## TEXT UNDER STUDY
· · · ·

When the Elton B. Stephens Expressway opened in 1970, the Nuncie's building adjoined the 2nd Avenue offramp, which was the highway's northern terminus until the interchange with I-59/20 opened in the 1980s.

In 1980 Nuncie's son Larry LaBerte acquired adjoining parcels to the west. In 1983 the business expanded with a new 7,426 square-foot showroom with a hipped batten-seamed metal roof topped by a large half-cylinder shaped lantern. The roof extends over the sidewalk, supported on oversized round posts. A new customer parking lot extends to 26th Street.

Nuncie's filed for bankruptcy in 2003 and closed down in 2004. LaBerte told a reporter that he showed the building to more than 200 prospective buyers before closing a deal valued at just over $1 million with Scott Bruce for his Bruce Office Supply Inc. business as well as a franchise of Office Furniture USA.

· · · ·

## WORK INSTRUCTIONS
A) In the passage about Nuncie's, what was the square footage of the showroom added in 1983?
B) Please repeat the passage about Nuncie's from "When the Elton" up to and including "Office Furniture USA.".
C) Go on with the passage about Nuncie's, picking up after its final sentence.

[Saved entries]
· · · ·

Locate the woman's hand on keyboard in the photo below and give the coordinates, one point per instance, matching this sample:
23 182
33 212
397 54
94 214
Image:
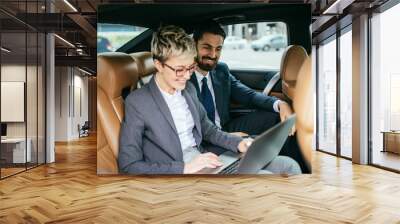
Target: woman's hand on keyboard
205 160
244 145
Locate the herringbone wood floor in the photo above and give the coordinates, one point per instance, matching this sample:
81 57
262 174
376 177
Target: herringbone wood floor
69 191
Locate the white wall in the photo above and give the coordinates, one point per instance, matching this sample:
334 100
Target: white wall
70 83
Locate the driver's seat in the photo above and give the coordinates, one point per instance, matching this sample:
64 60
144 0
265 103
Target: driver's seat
292 60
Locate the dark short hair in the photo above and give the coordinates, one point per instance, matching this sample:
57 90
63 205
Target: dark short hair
208 27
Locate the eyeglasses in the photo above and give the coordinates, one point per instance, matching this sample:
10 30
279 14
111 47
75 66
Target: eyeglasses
182 71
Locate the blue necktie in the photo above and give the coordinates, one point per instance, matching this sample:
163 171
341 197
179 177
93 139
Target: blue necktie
207 100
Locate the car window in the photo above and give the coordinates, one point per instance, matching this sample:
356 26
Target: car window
110 37
254 45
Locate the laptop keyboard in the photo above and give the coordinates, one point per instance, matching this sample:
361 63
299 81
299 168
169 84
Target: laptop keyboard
231 169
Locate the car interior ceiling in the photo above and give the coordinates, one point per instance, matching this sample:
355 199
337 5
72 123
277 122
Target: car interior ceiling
188 16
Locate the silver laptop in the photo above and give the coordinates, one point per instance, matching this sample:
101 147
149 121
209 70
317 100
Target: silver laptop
262 151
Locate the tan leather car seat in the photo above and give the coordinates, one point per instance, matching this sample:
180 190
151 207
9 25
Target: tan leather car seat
116 72
303 104
292 59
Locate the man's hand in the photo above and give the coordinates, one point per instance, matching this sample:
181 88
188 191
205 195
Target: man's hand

· · · ·

## ANSWERS BY ITEM
A) 7,426 square feet

B)
When the Elton B. Stephens Expressway opened in 1970, the Nuncie's building adjoined the 2nd Avenue offramp, which was the highway's northern terminus until the interchange with I-59/20 opened in the 1980s.

In 1980 Nuncie's son Larry LaBerte acquired adjoining parcels to the west. In 1983 the business expanded with a new 7,426 square-foot showroom with a hipped batten-seamed metal roof topped by a large half-cylinder shaped lantern. The roof extends over the sidewalk, supported on oversized round posts. A new customer parking lot extends to 26th Street.

Nuncie's filed for bankruptcy in 2003 and closed down in 2004. LaBerte told a reporter that he showed the building to more than 200 prospective buyers before closing a deal valued at just over $1 million with Scott Bruce for his Bruce Office Supply Inc. business as well as a franchise of Office Furniture USA.

C)
After Bruce closed his business in 2017, he leased the building to Network Medical, a software publisher doing business as Hospicelink. That company merged with StateServ of Mesa, Arizona in 2018 and moved its Birmingham distribution center to 269 Lyon Lane in 2021. Crane Works then leased the space for its headquarters offices, and agreed to purchase it for $2.15 million in May 2023.